Exactly as it appears, restate the whole listing.

__Data records__
"""
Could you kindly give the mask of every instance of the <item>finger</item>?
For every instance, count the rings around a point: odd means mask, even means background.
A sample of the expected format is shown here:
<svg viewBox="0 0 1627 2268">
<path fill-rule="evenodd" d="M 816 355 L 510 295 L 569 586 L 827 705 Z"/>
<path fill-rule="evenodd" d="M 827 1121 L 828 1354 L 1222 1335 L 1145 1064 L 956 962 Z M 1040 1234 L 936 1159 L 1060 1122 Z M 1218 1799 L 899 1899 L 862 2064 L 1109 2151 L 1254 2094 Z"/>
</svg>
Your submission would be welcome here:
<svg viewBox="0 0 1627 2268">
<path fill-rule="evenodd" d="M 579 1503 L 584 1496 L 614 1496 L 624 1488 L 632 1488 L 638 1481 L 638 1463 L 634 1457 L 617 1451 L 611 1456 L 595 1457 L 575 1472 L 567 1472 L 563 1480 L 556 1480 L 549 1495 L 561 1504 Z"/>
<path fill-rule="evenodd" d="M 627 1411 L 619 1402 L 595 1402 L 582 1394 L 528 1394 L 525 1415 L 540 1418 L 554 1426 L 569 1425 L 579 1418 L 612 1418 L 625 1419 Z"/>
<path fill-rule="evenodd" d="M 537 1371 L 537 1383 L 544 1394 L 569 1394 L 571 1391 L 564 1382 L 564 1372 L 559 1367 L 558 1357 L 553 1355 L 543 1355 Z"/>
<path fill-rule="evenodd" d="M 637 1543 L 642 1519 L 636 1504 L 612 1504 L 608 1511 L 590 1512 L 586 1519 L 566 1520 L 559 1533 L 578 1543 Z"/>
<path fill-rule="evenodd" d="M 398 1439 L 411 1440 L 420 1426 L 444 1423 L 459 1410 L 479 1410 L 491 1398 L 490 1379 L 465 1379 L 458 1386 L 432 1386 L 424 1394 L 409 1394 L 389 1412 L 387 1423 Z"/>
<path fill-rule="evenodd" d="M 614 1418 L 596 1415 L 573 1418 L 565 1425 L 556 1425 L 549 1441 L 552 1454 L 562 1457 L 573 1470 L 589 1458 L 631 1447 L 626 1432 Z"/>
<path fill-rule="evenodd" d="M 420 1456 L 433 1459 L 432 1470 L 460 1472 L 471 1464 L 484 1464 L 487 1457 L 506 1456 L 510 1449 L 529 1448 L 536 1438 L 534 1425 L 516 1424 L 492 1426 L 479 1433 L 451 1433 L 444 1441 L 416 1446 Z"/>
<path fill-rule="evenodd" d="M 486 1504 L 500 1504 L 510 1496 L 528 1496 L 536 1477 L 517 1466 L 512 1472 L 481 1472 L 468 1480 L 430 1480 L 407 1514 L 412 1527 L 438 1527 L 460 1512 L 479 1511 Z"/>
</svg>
"""
__Task answer__
Could you kindly give the mask of every instance of the <item>finger</item>?
For every instance, count the rings around a point: odd means mask, even means background.
A sample of the expected format is shown here:
<svg viewBox="0 0 1627 2268">
<path fill-rule="evenodd" d="M 816 355 L 510 295 L 569 586 L 827 705 Z"/>
<path fill-rule="evenodd" d="M 827 1121 L 828 1354 L 1222 1335 L 1145 1064 L 956 962 Z M 1040 1234 L 936 1159 L 1060 1122 Z M 1218 1799 L 899 1899 L 862 2064 L 1109 2151 L 1254 2094 Z"/>
</svg>
Your submission would be welcome here:
<svg viewBox="0 0 1627 2268">
<path fill-rule="evenodd" d="M 579 1503 L 584 1496 L 614 1496 L 624 1488 L 632 1488 L 638 1481 L 638 1463 L 634 1457 L 617 1451 L 611 1456 L 595 1457 L 575 1472 L 567 1472 L 563 1480 L 556 1480 L 549 1495 L 561 1504 Z"/>
<path fill-rule="evenodd" d="M 627 1411 L 619 1402 L 595 1402 L 582 1394 L 528 1394 L 525 1415 L 540 1418 L 554 1426 L 569 1425 L 579 1418 L 612 1418 L 625 1419 Z"/>
<path fill-rule="evenodd" d="M 537 1371 L 537 1383 L 544 1394 L 569 1394 L 571 1391 L 564 1382 L 564 1372 L 559 1367 L 558 1357 L 553 1355 L 543 1355 Z"/>
<path fill-rule="evenodd" d="M 637 1543 L 642 1519 L 636 1504 L 612 1504 L 608 1511 L 590 1512 L 586 1519 L 566 1520 L 559 1533 L 578 1543 Z"/>
<path fill-rule="evenodd" d="M 398 1439 L 411 1440 L 420 1426 L 444 1423 L 459 1410 L 479 1410 L 491 1398 L 490 1379 L 465 1379 L 458 1386 L 432 1386 L 424 1394 L 409 1394 L 389 1412 L 387 1423 Z"/>
<path fill-rule="evenodd" d="M 614 1418 L 596 1415 L 573 1418 L 565 1425 L 556 1425 L 549 1441 L 552 1454 L 562 1457 L 573 1470 L 589 1458 L 631 1447 L 626 1432 Z"/>
<path fill-rule="evenodd" d="M 420 1456 L 433 1459 L 432 1470 L 460 1472 L 471 1464 L 484 1464 L 487 1457 L 506 1456 L 510 1449 L 529 1448 L 536 1438 L 534 1425 L 516 1424 L 492 1426 L 479 1433 L 451 1433 L 444 1441 L 416 1446 Z"/>
<path fill-rule="evenodd" d="M 486 1504 L 500 1504 L 510 1496 L 528 1496 L 536 1477 L 517 1466 L 512 1472 L 481 1472 L 468 1480 L 430 1480 L 407 1514 L 412 1527 L 438 1527 L 460 1512 L 479 1511 Z"/>
</svg>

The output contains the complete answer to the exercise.